Top of Data to process
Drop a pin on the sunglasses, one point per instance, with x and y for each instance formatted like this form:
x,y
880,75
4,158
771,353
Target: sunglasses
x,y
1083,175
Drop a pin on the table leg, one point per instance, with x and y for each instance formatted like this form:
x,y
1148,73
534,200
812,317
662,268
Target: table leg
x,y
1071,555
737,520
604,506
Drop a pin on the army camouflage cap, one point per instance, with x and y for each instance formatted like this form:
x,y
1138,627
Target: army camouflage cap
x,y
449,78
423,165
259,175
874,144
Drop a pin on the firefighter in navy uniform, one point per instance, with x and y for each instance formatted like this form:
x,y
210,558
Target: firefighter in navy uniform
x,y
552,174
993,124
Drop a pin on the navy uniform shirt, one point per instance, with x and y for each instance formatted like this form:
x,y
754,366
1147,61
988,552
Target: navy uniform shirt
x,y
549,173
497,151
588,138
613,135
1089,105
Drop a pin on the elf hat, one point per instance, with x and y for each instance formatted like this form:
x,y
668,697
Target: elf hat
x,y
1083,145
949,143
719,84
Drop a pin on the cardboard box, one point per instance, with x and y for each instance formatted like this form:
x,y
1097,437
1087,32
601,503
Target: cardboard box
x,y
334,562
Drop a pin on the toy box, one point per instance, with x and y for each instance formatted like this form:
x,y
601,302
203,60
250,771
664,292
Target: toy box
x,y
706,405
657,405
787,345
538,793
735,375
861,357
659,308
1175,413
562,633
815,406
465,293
Bottom of Data to process
Top of Data to process
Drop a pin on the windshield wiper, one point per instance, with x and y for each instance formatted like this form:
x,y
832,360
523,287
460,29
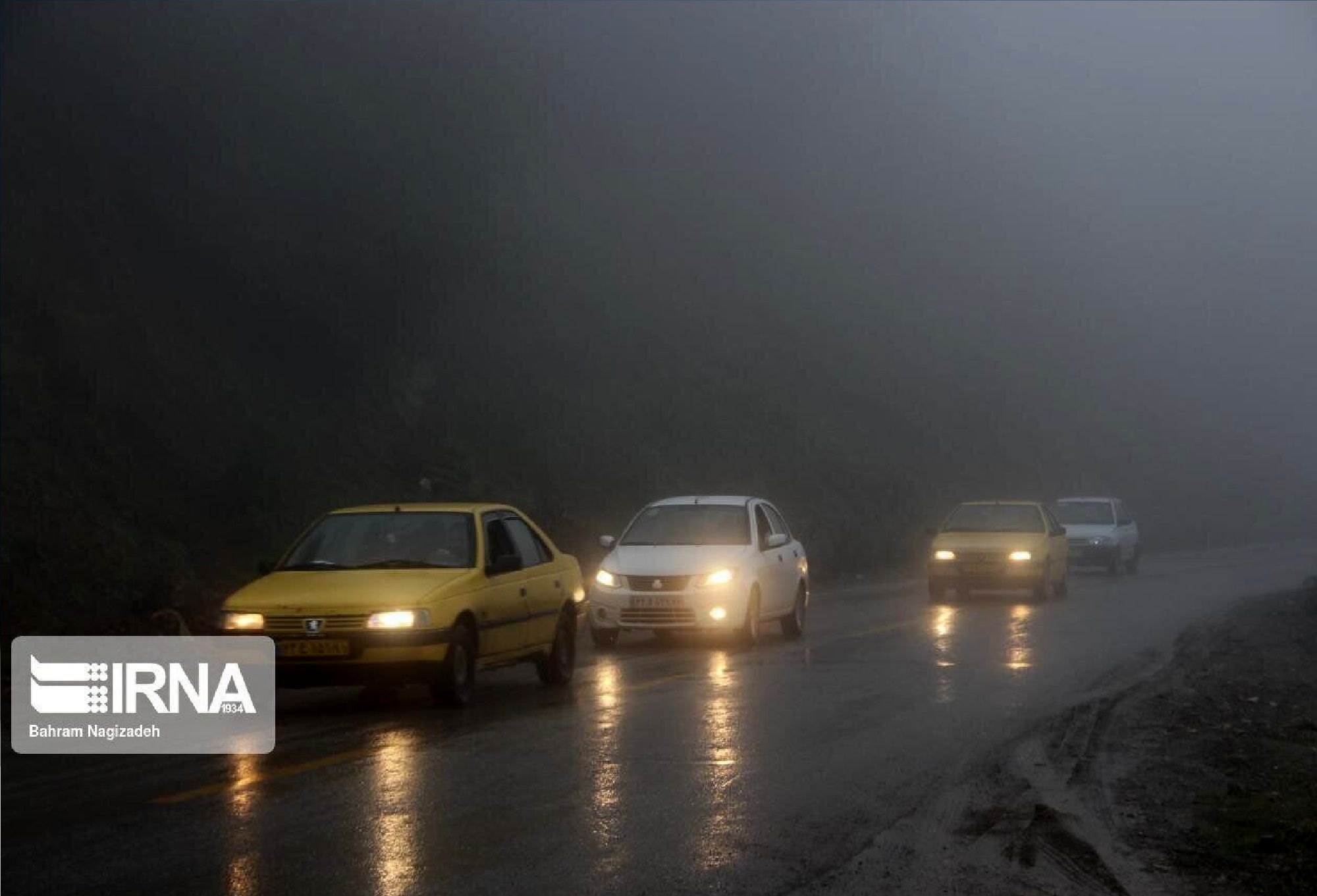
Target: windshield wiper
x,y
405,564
Bottom of Data to process
▶ [To do]
For the string "point", return every line of the data where it appears.

▶ [Finished task]
Drop a pin on the sunglasses, one point per instance, with x and y for each instance formatted like this form:
Drop a pin on the table leg, one point per instance, with x and y for each instance formatted like this form:
Drop a pin on the army camouflage cap, one point per instance, with x and y for each instance formatted like this form:
Drop a pin on the firefighter in navy uniform, one point per instance, with x and y for each instance formatted like this form:
Drop a pin on the navy uniform shirt, one point per instance, with x and y for each instance formatted like this form:
Drop a pin on the elf hat, one point per instance, with x and y for each instance formatted like this form:
Drop a pin on the cardboard box, one point per instance, with x and y for each instance formatted like this form:
Drop a pin on the toy box, one point per instance, with x and y for each instance formatted like this form:
Drop a pin on the windshield wiper, one point per instance, with x and y for each instance formatted like this form:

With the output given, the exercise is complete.